(Object position labeling entries)
------------------------------------------------------------------------

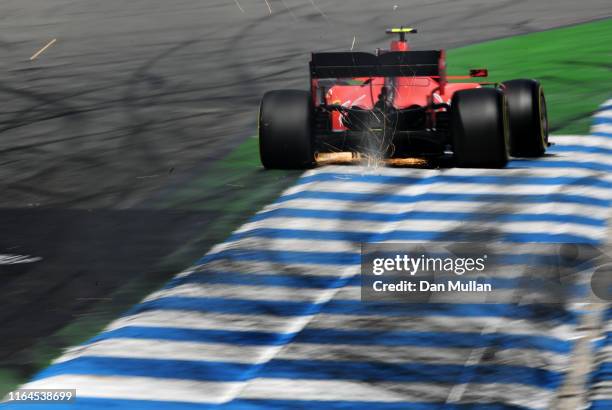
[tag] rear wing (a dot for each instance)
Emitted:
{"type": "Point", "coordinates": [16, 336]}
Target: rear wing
{"type": "Point", "coordinates": [388, 64]}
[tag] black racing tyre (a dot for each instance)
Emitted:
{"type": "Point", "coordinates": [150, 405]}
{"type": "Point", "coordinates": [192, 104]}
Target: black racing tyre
{"type": "Point", "coordinates": [285, 130]}
{"type": "Point", "coordinates": [527, 117]}
{"type": "Point", "coordinates": [479, 128]}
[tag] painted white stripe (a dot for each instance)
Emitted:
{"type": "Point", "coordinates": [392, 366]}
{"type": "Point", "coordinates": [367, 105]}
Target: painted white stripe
{"type": "Point", "coordinates": [194, 351]}
{"type": "Point", "coordinates": [607, 128]}
{"type": "Point", "coordinates": [585, 140]}
{"type": "Point", "coordinates": [457, 206]}
{"type": "Point", "coordinates": [269, 293]}
{"type": "Point", "coordinates": [275, 293]}
{"type": "Point", "coordinates": [348, 186]}
{"type": "Point", "coordinates": [378, 227]}
{"type": "Point", "coordinates": [141, 388]}
{"type": "Point", "coordinates": [268, 323]}
{"type": "Point", "coordinates": [144, 388]}
{"type": "Point", "coordinates": [393, 392]}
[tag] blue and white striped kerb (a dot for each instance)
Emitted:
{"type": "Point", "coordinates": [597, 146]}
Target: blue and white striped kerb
{"type": "Point", "coordinates": [601, 382]}
{"type": "Point", "coordinates": [272, 318]}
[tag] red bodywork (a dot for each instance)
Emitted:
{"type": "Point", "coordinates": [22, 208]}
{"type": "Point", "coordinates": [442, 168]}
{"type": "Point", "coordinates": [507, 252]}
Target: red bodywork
{"type": "Point", "coordinates": [407, 91]}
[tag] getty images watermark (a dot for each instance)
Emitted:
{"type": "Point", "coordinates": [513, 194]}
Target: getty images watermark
{"type": "Point", "coordinates": [485, 273]}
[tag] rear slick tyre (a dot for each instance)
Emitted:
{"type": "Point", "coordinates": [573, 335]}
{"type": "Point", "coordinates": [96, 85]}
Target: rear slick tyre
{"type": "Point", "coordinates": [479, 128]}
{"type": "Point", "coordinates": [285, 130]}
{"type": "Point", "coordinates": [528, 118]}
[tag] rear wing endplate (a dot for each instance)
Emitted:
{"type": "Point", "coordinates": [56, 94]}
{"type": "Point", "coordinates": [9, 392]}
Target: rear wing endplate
{"type": "Point", "coordinates": [389, 64]}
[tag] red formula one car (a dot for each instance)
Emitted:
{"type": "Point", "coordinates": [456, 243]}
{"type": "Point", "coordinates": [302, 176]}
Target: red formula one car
{"type": "Point", "coordinates": [399, 103]}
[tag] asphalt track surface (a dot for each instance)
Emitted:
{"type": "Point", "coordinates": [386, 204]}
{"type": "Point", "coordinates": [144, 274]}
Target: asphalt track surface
{"type": "Point", "coordinates": [137, 97]}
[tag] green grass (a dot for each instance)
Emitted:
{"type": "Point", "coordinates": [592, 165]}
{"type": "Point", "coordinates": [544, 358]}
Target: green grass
{"type": "Point", "coordinates": [574, 65]}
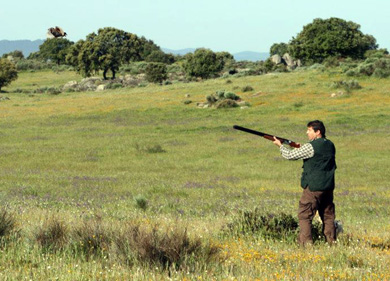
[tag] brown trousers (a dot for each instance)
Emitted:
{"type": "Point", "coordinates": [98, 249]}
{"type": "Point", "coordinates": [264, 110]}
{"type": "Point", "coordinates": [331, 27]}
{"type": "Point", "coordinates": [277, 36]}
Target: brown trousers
{"type": "Point", "coordinates": [312, 201]}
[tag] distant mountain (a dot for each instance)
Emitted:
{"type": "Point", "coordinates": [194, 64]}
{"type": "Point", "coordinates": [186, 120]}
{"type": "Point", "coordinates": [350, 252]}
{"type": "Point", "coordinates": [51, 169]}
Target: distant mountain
{"type": "Point", "coordinates": [178, 52]}
{"type": "Point", "coordinates": [248, 55]}
{"type": "Point", "coordinates": [26, 46]}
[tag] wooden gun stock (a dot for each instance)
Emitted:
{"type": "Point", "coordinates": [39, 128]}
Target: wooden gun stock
{"type": "Point", "coordinates": [267, 136]}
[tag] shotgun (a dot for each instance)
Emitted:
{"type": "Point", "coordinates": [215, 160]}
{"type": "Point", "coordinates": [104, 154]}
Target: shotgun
{"type": "Point", "coordinates": [267, 136]}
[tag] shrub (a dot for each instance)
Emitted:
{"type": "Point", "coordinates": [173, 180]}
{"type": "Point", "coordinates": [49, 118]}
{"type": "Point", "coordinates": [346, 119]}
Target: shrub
{"type": "Point", "coordinates": [347, 85]}
{"type": "Point", "coordinates": [92, 239]}
{"type": "Point", "coordinates": [247, 88]}
{"type": "Point", "coordinates": [8, 72]}
{"type": "Point", "coordinates": [269, 226]}
{"type": "Point", "coordinates": [230, 95]}
{"type": "Point", "coordinates": [226, 103]}
{"type": "Point", "coordinates": [167, 249]}
{"type": "Point", "coordinates": [156, 148]}
{"type": "Point", "coordinates": [7, 223]}
{"type": "Point", "coordinates": [202, 63]}
{"type": "Point", "coordinates": [141, 202]}
{"type": "Point", "coordinates": [156, 72]}
{"type": "Point", "coordinates": [211, 99]}
{"type": "Point", "coordinates": [53, 235]}
{"type": "Point", "coordinates": [114, 86]}
{"type": "Point", "coordinates": [53, 91]}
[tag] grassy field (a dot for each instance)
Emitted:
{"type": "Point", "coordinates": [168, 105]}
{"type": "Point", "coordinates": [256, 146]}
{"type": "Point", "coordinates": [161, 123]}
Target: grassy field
{"type": "Point", "coordinates": [102, 164]}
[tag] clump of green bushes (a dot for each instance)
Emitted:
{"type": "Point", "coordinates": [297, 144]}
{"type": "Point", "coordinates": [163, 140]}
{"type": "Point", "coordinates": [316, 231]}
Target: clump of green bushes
{"type": "Point", "coordinates": [223, 99]}
{"type": "Point", "coordinates": [346, 85]}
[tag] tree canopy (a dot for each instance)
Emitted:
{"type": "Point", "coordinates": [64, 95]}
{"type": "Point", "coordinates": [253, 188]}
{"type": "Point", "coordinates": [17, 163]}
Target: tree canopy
{"type": "Point", "coordinates": [278, 49]}
{"type": "Point", "coordinates": [105, 51]}
{"type": "Point", "coordinates": [54, 49]}
{"type": "Point", "coordinates": [331, 37]}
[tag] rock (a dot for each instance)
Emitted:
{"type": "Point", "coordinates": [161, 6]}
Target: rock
{"type": "Point", "coordinates": [100, 88]}
{"type": "Point", "coordinates": [70, 85]}
{"type": "Point", "coordinates": [89, 84]}
{"type": "Point", "coordinates": [338, 94]}
{"type": "Point", "coordinates": [4, 98]}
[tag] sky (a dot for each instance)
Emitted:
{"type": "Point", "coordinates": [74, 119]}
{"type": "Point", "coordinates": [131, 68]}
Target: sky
{"type": "Point", "coordinates": [220, 25]}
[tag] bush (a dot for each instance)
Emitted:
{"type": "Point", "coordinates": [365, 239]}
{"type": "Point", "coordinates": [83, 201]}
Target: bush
{"type": "Point", "coordinates": [156, 72]}
{"type": "Point", "coordinates": [7, 223]}
{"type": "Point", "coordinates": [223, 99]}
{"type": "Point", "coordinates": [114, 86]}
{"type": "Point", "coordinates": [92, 239]}
{"type": "Point", "coordinates": [226, 103]}
{"type": "Point", "coordinates": [141, 202]}
{"type": "Point", "coordinates": [346, 85]}
{"type": "Point", "coordinates": [171, 249]}
{"type": "Point", "coordinates": [53, 235]}
{"type": "Point", "coordinates": [156, 148]}
{"type": "Point", "coordinates": [247, 88]}
{"type": "Point", "coordinates": [8, 72]}
{"type": "Point", "coordinates": [203, 63]}
{"type": "Point", "coordinates": [231, 96]}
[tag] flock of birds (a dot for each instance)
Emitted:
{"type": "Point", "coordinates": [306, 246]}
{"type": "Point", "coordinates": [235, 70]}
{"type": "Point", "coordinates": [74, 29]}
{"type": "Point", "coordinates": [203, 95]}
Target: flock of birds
{"type": "Point", "coordinates": [55, 32]}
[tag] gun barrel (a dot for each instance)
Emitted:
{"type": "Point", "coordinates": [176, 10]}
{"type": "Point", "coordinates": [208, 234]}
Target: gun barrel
{"type": "Point", "coordinates": [267, 136]}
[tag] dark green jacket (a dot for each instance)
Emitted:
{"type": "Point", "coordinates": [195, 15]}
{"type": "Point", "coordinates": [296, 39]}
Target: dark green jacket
{"type": "Point", "coordinates": [318, 171]}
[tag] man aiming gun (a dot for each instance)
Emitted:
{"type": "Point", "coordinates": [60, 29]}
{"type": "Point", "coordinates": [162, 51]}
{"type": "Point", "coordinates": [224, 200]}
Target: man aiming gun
{"type": "Point", "coordinates": [317, 181]}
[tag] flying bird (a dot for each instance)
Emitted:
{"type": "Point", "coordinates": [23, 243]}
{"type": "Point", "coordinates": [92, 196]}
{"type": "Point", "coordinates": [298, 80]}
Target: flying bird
{"type": "Point", "coordinates": [55, 32]}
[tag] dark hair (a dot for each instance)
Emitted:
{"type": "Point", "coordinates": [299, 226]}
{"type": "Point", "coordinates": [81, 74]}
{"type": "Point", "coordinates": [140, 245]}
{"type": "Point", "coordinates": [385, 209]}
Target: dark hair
{"type": "Point", "coordinates": [317, 125]}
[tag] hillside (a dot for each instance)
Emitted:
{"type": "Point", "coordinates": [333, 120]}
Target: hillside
{"type": "Point", "coordinates": [123, 183]}
{"type": "Point", "coordinates": [28, 46]}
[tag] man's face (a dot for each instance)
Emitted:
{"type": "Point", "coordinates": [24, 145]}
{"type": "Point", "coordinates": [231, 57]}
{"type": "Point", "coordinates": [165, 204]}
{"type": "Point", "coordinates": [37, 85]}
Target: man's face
{"type": "Point", "coordinates": [311, 134]}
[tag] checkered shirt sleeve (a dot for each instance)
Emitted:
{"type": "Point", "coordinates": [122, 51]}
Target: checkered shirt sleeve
{"type": "Point", "coordinates": [304, 152]}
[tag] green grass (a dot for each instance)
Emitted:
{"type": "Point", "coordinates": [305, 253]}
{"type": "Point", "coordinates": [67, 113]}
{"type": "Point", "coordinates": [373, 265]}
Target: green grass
{"type": "Point", "coordinates": [78, 156]}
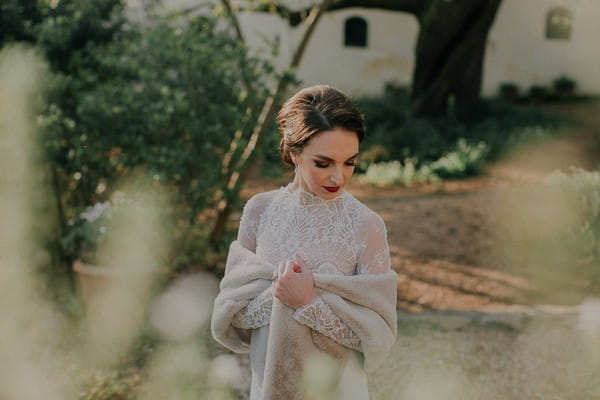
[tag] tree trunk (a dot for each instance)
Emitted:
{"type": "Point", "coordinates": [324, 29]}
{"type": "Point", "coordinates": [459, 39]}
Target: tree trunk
{"type": "Point", "coordinates": [449, 57]}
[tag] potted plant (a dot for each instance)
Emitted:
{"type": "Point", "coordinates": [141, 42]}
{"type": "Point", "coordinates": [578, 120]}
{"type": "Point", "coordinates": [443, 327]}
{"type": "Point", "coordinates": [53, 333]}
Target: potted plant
{"type": "Point", "coordinates": [509, 91]}
{"type": "Point", "coordinates": [86, 235]}
{"type": "Point", "coordinates": [564, 86]}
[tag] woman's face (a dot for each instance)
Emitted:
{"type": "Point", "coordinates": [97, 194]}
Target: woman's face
{"type": "Point", "coordinates": [327, 162]}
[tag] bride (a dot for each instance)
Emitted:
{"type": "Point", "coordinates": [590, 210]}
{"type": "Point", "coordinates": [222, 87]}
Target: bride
{"type": "Point", "coordinates": [310, 270]}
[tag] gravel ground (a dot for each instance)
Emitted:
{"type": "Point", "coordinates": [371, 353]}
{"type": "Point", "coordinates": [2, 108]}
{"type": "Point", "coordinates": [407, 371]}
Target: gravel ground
{"type": "Point", "coordinates": [550, 358]}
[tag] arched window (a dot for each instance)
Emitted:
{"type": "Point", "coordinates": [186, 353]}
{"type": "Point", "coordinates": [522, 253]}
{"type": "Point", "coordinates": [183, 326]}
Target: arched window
{"type": "Point", "coordinates": [355, 32]}
{"type": "Point", "coordinates": [558, 23]}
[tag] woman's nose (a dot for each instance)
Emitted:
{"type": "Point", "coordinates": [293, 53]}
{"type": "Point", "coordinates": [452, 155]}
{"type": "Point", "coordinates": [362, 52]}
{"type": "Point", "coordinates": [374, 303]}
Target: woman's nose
{"type": "Point", "coordinates": [336, 177]}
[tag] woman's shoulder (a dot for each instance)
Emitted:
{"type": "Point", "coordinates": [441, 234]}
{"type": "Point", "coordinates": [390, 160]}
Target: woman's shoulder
{"type": "Point", "coordinates": [368, 218]}
{"type": "Point", "coordinates": [260, 201]}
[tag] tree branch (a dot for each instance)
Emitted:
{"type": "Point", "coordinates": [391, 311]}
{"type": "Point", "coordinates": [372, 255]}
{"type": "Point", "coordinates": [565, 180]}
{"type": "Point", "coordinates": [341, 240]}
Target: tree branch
{"type": "Point", "coordinates": [295, 17]}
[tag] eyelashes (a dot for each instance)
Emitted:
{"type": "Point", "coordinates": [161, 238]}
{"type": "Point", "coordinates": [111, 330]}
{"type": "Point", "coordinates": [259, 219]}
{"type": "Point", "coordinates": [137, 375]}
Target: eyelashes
{"type": "Point", "coordinates": [348, 164]}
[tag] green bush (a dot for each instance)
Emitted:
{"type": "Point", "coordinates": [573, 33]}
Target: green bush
{"type": "Point", "coordinates": [447, 148]}
{"type": "Point", "coordinates": [582, 191]}
{"type": "Point", "coordinates": [164, 100]}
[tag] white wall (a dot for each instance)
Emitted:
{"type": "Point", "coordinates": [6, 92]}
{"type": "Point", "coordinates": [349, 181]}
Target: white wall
{"type": "Point", "coordinates": [389, 55]}
{"type": "Point", "coordinates": [518, 51]}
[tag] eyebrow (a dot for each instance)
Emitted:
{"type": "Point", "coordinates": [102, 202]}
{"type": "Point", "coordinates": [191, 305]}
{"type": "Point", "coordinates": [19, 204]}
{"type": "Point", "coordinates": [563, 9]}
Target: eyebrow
{"type": "Point", "coordinates": [331, 159]}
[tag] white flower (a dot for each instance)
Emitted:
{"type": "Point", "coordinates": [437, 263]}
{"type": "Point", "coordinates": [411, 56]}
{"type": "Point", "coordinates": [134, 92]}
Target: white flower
{"type": "Point", "coordinates": [94, 212]}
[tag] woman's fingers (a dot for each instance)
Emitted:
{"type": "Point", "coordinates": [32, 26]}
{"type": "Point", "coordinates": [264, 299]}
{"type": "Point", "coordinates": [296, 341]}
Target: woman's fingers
{"type": "Point", "coordinates": [301, 262]}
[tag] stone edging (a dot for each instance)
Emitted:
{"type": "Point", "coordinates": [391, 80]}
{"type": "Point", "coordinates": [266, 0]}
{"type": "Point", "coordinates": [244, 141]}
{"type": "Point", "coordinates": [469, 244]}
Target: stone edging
{"type": "Point", "coordinates": [516, 318]}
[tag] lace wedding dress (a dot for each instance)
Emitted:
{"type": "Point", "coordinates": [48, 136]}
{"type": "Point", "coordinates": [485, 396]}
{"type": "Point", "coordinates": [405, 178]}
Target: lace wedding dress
{"type": "Point", "coordinates": [338, 236]}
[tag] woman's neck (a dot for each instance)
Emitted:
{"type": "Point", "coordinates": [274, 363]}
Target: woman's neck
{"type": "Point", "coordinates": [298, 183]}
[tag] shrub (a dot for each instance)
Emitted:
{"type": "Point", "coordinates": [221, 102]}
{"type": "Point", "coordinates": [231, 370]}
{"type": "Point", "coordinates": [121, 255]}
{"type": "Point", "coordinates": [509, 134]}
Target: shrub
{"type": "Point", "coordinates": [164, 99]}
{"type": "Point", "coordinates": [582, 191]}
{"type": "Point", "coordinates": [564, 85]}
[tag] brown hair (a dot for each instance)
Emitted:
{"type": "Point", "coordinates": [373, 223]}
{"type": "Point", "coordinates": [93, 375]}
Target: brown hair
{"type": "Point", "coordinates": [311, 111]}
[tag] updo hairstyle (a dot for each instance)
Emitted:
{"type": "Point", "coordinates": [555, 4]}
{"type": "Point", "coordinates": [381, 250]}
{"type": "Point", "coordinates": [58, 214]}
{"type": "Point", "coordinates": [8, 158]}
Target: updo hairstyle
{"type": "Point", "coordinates": [314, 110]}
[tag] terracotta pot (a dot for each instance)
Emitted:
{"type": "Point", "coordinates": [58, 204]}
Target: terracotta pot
{"type": "Point", "coordinates": [93, 282]}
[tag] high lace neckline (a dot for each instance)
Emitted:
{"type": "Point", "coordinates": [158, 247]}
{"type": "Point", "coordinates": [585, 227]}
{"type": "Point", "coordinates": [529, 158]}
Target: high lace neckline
{"type": "Point", "coordinates": [304, 198]}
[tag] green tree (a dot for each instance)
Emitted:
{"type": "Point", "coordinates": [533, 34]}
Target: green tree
{"type": "Point", "coordinates": [449, 51]}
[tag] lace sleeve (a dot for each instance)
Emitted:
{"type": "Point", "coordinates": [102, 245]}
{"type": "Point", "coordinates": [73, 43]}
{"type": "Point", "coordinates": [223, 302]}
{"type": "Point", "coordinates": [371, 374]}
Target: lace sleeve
{"type": "Point", "coordinates": [375, 257]}
{"type": "Point", "coordinates": [318, 316]}
{"type": "Point", "coordinates": [256, 314]}
{"type": "Point", "coordinates": [249, 224]}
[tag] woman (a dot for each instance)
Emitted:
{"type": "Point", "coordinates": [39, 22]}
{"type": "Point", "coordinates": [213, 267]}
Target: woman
{"type": "Point", "coordinates": [310, 270]}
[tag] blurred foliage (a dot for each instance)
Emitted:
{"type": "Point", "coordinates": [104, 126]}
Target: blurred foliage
{"type": "Point", "coordinates": [581, 190]}
{"type": "Point", "coordinates": [447, 148]}
{"type": "Point", "coordinates": [163, 99]}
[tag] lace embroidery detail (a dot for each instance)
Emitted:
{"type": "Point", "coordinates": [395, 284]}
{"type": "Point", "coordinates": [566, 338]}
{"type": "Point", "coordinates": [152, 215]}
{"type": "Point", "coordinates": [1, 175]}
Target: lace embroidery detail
{"type": "Point", "coordinates": [338, 236]}
{"type": "Point", "coordinates": [256, 314]}
{"type": "Point", "coordinates": [318, 316]}
{"type": "Point", "coordinates": [319, 230]}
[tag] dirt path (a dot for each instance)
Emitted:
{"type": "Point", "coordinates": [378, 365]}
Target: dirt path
{"type": "Point", "coordinates": [446, 239]}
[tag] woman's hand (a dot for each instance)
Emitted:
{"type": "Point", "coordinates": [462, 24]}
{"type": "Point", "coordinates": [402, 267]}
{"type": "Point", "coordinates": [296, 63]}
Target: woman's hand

------------------------------------------------------------------------

[TASK DESCRIPTION]: Copy the records above word for word, starting at the line that contains "[tag] lace embroidery" and ending at the final line of the records.

[OUTPUT BELOW]:
[tag] lace embroidery detail (a dot for each instance)
Emitted:
{"type": "Point", "coordinates": [395, 284]}
{"type": "Point", "coordinates": [566, 338]}
{"type": "Point", "coordinates": [152, 215]}
{"type": "Point", "coordinates": [1, 175]}
Target: lace embroidery detail
{"type": "Point", "coordinates": [338, 236]}
{"type": "Point", "coordinates": [256, 314]}
{"type": "Point", "coordinates": [318, 316]}
{"type": "Point", "coordinates": [319, 230]}
[tag] dirt path (a dot for each instance)
Emitted:
{"type": "Point", "coordinates": [378, 365]}
Target: dirt path
{"type": "Point", "coordinates": [446, 239]}
[tag] woman's hand (a dot for each instance)
Emitted:
{"type": "Point", "coordinates": [462, 24]}
{"type": "Point", "coordinates": [402, 267]}
{"type": "Point", "coordinates": [296, 63]}
Target: woman's hand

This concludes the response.